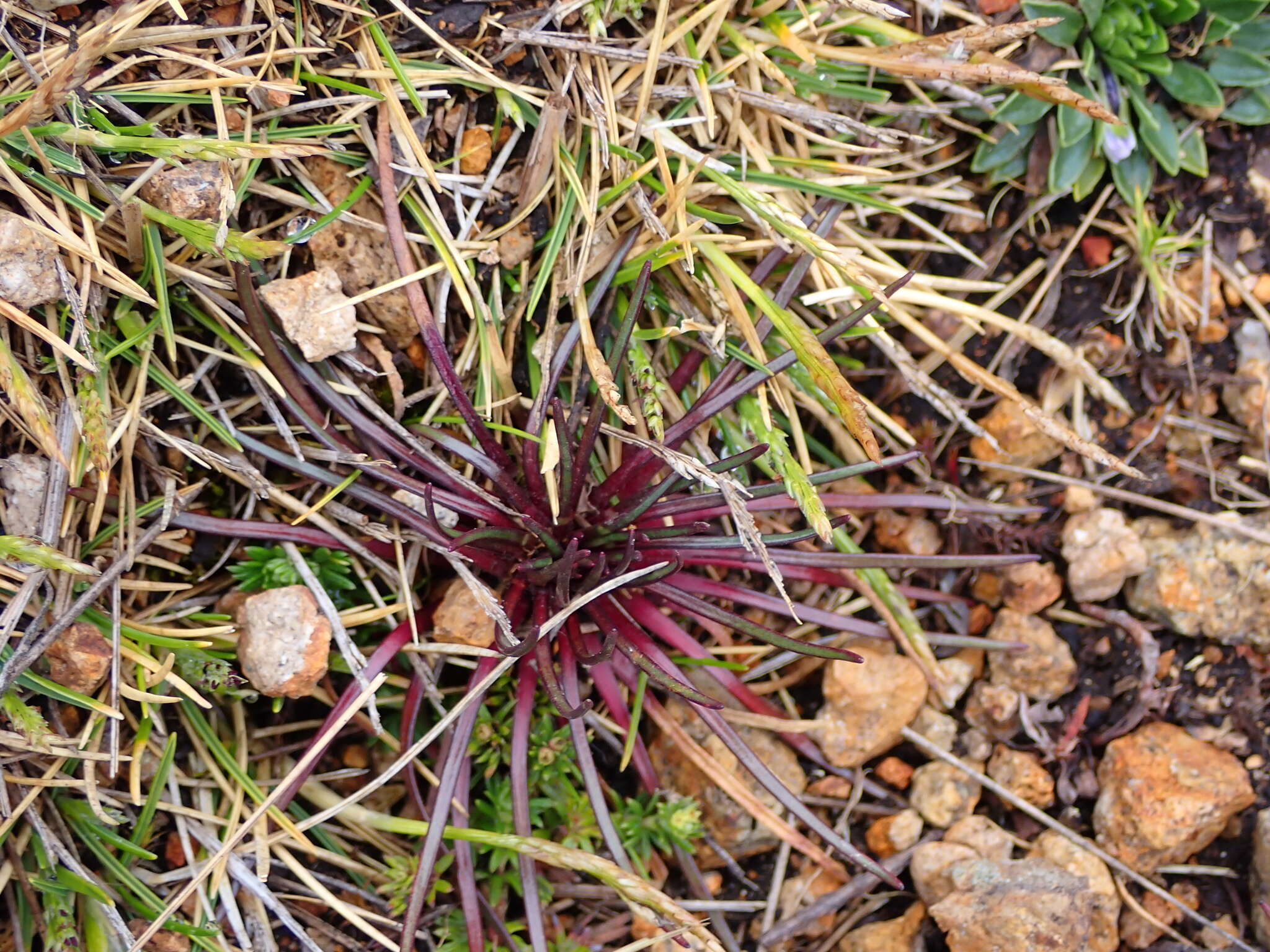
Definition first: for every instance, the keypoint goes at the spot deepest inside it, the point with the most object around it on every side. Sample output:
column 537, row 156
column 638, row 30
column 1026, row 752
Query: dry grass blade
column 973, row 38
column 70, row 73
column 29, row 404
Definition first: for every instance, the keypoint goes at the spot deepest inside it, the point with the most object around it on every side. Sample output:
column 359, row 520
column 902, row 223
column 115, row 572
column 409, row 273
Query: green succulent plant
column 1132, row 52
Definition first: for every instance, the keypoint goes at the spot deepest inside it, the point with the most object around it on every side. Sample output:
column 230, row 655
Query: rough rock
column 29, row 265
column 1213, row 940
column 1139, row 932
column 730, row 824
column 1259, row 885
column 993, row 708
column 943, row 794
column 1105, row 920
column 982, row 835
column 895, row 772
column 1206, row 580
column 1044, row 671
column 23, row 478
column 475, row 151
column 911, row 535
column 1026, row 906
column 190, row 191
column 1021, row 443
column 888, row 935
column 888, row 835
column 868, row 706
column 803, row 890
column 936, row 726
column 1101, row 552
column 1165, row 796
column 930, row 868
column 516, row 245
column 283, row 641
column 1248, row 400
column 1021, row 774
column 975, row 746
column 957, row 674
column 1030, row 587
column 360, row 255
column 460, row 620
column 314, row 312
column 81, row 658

Exercise task: Please change "keypoint" to "marker" throughout all the items above and write their lines out again with nothing else altered. Leave the pictures out.

Exercise solution:
Definition first: for every instance, the marker goes at the spot deepest inside it, the point with the most object around it on every side. Sample output:
column 537, row 156
column 638, row 30
column 1026, row 752
Query: dry grass blade
column 973, row 38
column 70, row 73
column 29, row 404
Definition first: for every instance, the marker goes at the spot deepest inside it, the point with the most object around it on every side. Sample output:
column 359, row 520
column 902, row 223
column 115, row 572
column 409, row 273
Query: green succulent plant
column 1132, row 52
Definition first: for every instance, the marker goes at the spot deepest inside it, the point with the most object around it on every side. Sample output:
column 230, row 655
Query: rough rock
column 29, row 265
column 1213, row 940
column 1139, row 932
column 730, row 824
column 1259, row 885
column 993, row 708
column 943, row 794
column 1105, row 920
column 982, row 835
column 895, row 772
column 1206, row 580
column 1044, row 671
column 23, row 478
column 475, row 151
column 911, row 535
column 1026, row 906
column 190, row 191
column 1021, row 443
column 888, row 935
column 888, row 835
column 868, row 706
column 803, row 890
column 936, row 726
column 1101, row 552
column 1165, row 796
column 930, row 868
column 516, row 245
column 283, row 641
column 1248, row 400
column 1021, row 774
column 975, row 746
column 957, row 674
column 1030, row 587
column 360, row 255
column 460, row 620
column 314, row 312
column 81, row 658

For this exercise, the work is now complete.